Point-per-instance localization data:
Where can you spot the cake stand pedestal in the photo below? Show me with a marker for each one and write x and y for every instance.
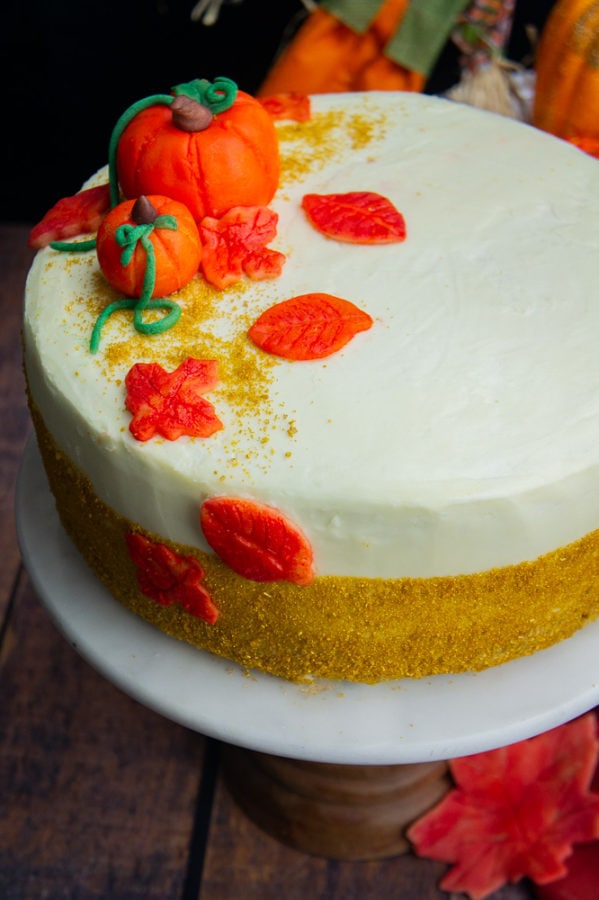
(332, 768)
(336, 811)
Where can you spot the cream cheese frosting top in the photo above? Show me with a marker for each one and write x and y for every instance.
(460, 433)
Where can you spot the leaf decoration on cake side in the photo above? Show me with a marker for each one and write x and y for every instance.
(170, 404)
(71, 216)
(357, 217)
(515, 812)
(170, 578)
(290, 105)
(309, 326)
(235, 244)
(257, 541)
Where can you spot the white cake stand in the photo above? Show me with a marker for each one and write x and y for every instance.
(396, 726)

> YOUR TASK
The records above should be reproduced exactly, with no pictures included.

> EXERCISE ANSWER
Where can you spot the cake stand pedestal in the photo below? Show me with a marker for each one and write x and y for every instance.
(332, 768)
(336, 811)
Where can you spot the cream cheese frosting top in the photo above? Show me with a marker for each one and write x and y for every instance.
(460, 433)
Where can you spot the leaf decoration on cake side in the photo above? Show me with a marker for each one and write x and y for every instance.
(170, 404)
(71, 216)
(357, 217)
(515, 812)
(170, 578)
(290, 105)
(309, 326)
(235, 244)
(257, 541)
Where can you spot the white cake stand in the photo above? Show me with a marker for each one and write x and y for every instance.
(396, 726)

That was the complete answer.